WORK REQUIRED:
Exact copies are required of the lines from the line containing "mask job: wet pavement reflection" through the final line of the listing, both included, and of no other lines.

----- DATA PROVIDED

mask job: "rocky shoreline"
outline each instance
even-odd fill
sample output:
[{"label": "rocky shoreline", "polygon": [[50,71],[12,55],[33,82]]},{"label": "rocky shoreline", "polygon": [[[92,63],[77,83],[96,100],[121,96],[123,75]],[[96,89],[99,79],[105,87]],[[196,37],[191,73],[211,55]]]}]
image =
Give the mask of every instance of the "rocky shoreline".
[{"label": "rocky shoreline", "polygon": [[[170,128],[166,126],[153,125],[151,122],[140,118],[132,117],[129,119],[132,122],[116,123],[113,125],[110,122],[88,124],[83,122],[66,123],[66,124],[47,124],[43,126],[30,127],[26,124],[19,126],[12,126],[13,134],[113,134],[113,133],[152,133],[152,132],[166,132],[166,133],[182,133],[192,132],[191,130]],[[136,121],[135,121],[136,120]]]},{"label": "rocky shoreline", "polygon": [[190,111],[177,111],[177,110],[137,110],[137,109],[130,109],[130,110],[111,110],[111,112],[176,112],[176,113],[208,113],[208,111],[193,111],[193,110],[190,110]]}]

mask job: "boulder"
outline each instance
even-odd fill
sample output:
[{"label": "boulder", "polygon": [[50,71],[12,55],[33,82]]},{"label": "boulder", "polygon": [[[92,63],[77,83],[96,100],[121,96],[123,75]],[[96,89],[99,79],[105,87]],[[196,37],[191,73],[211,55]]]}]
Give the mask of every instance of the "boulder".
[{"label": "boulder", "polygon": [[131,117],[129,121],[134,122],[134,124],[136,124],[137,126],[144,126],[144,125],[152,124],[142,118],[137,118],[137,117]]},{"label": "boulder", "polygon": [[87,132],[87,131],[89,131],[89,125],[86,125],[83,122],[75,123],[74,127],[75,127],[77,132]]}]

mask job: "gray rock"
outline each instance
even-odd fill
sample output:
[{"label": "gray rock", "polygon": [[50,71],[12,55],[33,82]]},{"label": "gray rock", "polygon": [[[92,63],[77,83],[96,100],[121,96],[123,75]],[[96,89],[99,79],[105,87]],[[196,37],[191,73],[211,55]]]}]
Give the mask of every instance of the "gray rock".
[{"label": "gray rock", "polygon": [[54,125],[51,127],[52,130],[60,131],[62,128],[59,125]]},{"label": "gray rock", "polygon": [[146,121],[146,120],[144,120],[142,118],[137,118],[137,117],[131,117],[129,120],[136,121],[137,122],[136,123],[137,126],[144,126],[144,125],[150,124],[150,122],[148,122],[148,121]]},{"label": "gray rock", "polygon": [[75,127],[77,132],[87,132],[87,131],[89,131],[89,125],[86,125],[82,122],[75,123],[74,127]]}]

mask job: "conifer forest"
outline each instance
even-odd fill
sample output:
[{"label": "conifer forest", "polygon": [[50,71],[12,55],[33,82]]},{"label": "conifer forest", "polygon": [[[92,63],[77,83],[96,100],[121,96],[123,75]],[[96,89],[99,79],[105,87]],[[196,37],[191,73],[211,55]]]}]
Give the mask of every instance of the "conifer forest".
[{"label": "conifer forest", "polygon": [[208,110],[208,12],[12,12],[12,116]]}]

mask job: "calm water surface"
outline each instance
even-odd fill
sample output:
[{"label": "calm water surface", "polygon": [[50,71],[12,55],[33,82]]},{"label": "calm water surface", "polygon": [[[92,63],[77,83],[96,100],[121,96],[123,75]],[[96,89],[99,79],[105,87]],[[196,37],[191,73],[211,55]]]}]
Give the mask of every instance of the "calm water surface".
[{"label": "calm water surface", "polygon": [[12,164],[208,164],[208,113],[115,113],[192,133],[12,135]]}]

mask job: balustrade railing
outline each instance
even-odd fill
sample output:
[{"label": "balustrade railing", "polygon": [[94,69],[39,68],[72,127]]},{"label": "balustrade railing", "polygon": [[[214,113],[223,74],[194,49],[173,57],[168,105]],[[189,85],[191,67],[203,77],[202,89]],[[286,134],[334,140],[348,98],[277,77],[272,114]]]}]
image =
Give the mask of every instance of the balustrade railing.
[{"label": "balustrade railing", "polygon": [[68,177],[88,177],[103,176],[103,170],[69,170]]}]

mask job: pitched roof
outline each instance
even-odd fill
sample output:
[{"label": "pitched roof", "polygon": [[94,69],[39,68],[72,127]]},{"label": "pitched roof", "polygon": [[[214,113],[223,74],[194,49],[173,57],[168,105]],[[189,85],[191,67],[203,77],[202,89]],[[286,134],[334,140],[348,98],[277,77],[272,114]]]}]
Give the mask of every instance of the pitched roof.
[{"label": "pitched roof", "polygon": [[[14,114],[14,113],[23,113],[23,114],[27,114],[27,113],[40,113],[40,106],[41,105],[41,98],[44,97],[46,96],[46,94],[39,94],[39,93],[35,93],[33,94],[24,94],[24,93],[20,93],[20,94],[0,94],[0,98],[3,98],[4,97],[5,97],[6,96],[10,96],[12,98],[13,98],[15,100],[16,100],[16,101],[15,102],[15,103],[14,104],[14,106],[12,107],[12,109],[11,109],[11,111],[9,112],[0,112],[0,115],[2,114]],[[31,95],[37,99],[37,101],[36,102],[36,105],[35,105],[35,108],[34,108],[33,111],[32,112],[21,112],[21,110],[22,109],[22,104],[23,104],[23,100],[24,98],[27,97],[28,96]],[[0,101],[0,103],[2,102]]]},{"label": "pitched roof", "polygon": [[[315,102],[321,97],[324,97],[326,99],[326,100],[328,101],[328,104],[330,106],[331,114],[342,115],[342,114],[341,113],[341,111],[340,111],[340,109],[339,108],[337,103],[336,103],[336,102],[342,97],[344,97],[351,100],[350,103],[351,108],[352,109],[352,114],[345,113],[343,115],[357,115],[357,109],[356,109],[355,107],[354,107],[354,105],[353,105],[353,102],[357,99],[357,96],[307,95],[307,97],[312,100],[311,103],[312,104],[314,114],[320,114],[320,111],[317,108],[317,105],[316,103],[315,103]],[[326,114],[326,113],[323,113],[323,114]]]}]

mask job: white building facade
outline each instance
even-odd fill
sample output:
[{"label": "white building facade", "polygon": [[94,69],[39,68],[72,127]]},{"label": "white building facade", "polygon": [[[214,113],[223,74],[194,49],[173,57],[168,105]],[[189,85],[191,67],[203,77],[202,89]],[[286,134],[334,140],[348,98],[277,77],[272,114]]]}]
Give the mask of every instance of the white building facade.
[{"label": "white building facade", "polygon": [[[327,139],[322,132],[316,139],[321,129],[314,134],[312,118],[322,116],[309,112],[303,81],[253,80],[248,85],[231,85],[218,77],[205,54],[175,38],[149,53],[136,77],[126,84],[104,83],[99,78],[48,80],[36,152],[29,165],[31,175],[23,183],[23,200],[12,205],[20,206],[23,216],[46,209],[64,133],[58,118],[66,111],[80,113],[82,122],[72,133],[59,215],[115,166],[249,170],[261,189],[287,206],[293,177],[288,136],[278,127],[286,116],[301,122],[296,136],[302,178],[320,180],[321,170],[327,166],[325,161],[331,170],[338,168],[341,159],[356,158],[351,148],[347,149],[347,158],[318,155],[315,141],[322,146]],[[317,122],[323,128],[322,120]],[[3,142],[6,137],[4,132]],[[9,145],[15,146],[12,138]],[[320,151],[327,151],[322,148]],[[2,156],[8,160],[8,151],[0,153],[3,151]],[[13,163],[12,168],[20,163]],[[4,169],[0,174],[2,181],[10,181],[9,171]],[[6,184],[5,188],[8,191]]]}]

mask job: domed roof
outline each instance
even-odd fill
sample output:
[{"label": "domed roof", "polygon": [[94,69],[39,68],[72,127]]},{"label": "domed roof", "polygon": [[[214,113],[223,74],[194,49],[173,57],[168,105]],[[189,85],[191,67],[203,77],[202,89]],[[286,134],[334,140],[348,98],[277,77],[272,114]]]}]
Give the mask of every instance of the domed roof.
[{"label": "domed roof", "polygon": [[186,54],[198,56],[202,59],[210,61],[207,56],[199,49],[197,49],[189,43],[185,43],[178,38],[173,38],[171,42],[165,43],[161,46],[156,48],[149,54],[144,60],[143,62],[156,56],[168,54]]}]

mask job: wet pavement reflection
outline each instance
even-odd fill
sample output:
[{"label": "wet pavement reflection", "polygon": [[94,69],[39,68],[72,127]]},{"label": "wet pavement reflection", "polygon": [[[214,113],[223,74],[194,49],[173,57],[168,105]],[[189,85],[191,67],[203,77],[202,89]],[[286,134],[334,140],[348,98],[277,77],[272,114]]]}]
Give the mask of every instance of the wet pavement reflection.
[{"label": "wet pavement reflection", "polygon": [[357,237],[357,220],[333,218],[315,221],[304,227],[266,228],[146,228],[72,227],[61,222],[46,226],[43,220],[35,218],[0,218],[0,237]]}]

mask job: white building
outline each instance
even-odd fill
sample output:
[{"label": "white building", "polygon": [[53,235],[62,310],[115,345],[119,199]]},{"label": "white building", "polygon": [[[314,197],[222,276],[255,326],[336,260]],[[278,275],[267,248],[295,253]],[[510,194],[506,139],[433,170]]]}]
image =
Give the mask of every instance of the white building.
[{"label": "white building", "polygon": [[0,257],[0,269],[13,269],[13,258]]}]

----------

ANSWER TO THIS EXERCISE:
mask job: wet pavement reflection
outline each instance
even-odd fill
sample output:
[{"label": "wet pavement reflection", "polygon": [[94,69],[39,68],[72,127]]},{"label": "wet pavement reflection", "polygon": [[[214,113],[223,74],[194,49],[173,57],[168,105]],[[189,85],[191,67],[203,77],[202,89]],[[286,134],[334,140],[348,98],[277,77],[272,114]]]}]
Give the mask of every instance of the wet pavement reflection.
[{"label": "wet pavement reflection", "polygon": [[357,237],[357,220],[333,218],[315,221],[304,227],[266,228],[146,228],[72,227],[61,222],[46,226],[43,220],[35,218],[0,218],[0,237]]}]

mask job: white building
outline each instance
even-odd fill
sample output:
[{"label": "white building", "polygon": [[53,235],[62,310],[115,345],[119,199]]},{"label": "white building", "polygon": [[[314,197],[222,276],[255,326],[336,260]],[[278,275],[267,248],[295,253]],[[510,194],[506,139],[433,170]]]}]
image =
Give the mask of every instance of the white building.
[{"label": "white building", "polygon": [[0,257],[0,269],[13,269],[13,258]]}]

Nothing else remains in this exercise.